◆ Problem to work on: Find each line in the items below that contains the word "silver" and copy every such line in full.

◆ Provided data:

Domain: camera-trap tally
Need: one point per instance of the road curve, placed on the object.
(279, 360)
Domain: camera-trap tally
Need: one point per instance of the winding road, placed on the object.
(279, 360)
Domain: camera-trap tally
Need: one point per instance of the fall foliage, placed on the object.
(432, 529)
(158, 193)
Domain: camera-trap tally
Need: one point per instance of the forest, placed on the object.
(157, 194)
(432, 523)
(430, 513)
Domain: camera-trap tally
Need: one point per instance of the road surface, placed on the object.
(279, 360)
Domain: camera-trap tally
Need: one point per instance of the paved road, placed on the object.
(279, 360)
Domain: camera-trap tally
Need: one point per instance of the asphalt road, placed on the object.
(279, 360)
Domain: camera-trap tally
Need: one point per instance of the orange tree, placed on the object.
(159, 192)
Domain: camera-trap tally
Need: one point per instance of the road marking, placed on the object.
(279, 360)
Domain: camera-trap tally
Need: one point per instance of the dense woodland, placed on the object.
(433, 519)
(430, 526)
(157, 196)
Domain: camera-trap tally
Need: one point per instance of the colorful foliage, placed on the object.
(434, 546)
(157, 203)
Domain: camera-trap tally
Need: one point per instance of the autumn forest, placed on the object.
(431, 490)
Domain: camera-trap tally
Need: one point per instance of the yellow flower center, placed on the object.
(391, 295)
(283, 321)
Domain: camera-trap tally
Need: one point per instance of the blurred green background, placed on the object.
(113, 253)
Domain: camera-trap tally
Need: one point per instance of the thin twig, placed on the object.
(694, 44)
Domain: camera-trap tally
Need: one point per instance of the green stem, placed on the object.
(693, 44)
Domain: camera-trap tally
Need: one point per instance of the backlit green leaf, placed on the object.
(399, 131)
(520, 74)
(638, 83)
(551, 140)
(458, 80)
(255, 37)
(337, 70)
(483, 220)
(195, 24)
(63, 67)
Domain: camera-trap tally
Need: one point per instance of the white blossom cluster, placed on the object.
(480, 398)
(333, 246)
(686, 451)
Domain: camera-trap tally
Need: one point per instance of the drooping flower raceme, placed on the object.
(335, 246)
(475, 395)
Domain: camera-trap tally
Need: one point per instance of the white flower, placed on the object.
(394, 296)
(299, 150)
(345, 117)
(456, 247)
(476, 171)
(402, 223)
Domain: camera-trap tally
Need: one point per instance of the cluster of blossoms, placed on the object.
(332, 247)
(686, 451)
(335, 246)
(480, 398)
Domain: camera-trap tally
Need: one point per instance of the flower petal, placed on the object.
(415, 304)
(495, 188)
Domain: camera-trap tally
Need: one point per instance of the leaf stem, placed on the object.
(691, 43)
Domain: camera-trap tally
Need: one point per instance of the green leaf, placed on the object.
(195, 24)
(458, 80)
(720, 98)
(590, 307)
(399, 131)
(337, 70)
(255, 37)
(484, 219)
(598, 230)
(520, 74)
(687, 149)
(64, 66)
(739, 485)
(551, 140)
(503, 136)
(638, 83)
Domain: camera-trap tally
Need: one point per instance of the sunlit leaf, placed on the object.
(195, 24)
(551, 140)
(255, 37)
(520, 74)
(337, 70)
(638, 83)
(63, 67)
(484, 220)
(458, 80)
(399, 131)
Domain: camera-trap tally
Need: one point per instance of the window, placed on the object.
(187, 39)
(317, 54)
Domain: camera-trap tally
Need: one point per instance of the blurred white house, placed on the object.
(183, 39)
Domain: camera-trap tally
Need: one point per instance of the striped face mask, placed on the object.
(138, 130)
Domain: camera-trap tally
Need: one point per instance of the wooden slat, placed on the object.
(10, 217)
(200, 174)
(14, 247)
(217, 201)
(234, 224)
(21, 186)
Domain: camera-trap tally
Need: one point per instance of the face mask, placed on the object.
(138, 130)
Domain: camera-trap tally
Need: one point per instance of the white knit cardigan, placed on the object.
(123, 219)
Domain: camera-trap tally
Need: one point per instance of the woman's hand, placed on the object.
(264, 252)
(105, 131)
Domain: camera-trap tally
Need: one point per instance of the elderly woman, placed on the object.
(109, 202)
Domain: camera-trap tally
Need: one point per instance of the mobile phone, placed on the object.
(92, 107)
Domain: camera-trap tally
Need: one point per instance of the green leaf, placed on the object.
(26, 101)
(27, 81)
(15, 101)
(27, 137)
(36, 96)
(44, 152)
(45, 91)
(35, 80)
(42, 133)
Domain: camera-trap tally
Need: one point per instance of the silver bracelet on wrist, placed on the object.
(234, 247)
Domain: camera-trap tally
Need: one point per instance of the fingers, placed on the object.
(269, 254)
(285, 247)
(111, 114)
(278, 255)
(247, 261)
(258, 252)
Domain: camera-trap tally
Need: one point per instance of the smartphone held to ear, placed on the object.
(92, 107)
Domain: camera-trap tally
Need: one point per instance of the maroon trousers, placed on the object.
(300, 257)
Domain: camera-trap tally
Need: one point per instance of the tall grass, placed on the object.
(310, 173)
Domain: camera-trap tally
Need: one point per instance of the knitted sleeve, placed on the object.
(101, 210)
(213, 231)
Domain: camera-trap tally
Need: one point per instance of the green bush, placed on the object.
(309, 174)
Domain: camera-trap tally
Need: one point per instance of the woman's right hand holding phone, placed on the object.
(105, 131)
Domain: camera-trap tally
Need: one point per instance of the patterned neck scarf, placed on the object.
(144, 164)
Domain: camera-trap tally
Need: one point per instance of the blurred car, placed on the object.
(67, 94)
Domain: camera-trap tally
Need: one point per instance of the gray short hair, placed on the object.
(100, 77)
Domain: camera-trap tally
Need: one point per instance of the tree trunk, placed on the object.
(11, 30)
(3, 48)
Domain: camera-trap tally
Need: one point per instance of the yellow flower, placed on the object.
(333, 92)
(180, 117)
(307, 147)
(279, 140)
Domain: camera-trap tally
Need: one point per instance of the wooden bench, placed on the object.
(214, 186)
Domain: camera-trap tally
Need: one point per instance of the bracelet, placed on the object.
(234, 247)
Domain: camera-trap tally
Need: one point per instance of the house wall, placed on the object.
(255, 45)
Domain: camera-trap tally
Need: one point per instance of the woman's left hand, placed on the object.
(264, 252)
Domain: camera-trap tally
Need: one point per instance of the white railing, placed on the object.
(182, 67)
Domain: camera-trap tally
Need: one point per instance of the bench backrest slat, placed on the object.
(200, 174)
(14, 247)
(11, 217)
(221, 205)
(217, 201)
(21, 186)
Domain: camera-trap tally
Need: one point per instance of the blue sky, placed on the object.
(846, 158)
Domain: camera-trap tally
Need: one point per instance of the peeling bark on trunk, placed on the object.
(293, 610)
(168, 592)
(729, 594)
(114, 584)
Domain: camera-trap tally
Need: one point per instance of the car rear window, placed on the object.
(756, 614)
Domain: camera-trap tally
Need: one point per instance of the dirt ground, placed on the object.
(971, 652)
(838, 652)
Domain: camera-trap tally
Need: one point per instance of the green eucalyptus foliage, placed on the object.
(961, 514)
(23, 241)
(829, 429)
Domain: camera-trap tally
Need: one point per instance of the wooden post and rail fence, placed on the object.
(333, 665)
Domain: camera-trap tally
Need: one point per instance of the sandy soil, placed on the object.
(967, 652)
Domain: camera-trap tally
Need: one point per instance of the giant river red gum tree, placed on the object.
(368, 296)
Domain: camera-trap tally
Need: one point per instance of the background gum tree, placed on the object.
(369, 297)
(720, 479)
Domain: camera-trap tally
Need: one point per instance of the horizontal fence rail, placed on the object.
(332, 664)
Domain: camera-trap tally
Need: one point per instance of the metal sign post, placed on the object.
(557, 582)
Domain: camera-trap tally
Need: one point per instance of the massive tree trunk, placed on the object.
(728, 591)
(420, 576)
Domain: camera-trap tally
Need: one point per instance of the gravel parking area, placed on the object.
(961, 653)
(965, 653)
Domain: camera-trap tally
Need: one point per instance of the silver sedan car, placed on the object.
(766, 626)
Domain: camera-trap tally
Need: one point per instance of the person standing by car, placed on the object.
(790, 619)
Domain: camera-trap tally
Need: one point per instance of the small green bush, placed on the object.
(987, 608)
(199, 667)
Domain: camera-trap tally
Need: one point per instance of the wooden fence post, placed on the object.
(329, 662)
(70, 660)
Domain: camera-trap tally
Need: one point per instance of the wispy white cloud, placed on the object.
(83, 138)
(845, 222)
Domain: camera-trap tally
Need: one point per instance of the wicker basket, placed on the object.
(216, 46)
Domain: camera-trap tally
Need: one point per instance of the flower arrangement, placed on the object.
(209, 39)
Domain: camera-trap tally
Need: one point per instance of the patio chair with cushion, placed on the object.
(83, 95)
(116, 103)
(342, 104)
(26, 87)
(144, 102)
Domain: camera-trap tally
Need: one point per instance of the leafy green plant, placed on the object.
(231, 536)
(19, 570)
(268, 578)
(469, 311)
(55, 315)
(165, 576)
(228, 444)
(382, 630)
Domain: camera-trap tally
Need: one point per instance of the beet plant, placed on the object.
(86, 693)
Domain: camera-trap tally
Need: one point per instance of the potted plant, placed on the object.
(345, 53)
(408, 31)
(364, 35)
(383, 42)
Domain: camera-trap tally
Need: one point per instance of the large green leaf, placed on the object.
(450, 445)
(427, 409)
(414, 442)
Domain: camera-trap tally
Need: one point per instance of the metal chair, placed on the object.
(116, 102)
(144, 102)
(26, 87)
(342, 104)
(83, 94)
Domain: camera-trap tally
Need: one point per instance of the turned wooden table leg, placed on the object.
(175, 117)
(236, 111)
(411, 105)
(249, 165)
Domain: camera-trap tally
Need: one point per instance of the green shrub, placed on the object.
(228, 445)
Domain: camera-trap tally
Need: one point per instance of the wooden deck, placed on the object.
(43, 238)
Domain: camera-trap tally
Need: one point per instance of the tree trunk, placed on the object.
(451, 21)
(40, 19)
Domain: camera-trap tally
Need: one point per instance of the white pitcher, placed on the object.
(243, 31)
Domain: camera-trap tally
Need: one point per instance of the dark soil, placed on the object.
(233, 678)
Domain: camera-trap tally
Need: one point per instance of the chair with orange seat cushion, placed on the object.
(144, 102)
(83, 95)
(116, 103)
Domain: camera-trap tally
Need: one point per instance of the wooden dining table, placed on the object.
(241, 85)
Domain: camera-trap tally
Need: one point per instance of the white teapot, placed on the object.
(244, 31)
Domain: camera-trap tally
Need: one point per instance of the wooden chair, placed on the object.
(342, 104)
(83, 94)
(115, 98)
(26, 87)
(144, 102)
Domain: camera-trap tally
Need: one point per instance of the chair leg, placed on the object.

◆ Finished answer:
Need: one point per instance of the silver bracelet on wrist, placed on the object.
Need: one point per instance of the silver sedan car, placed on the object.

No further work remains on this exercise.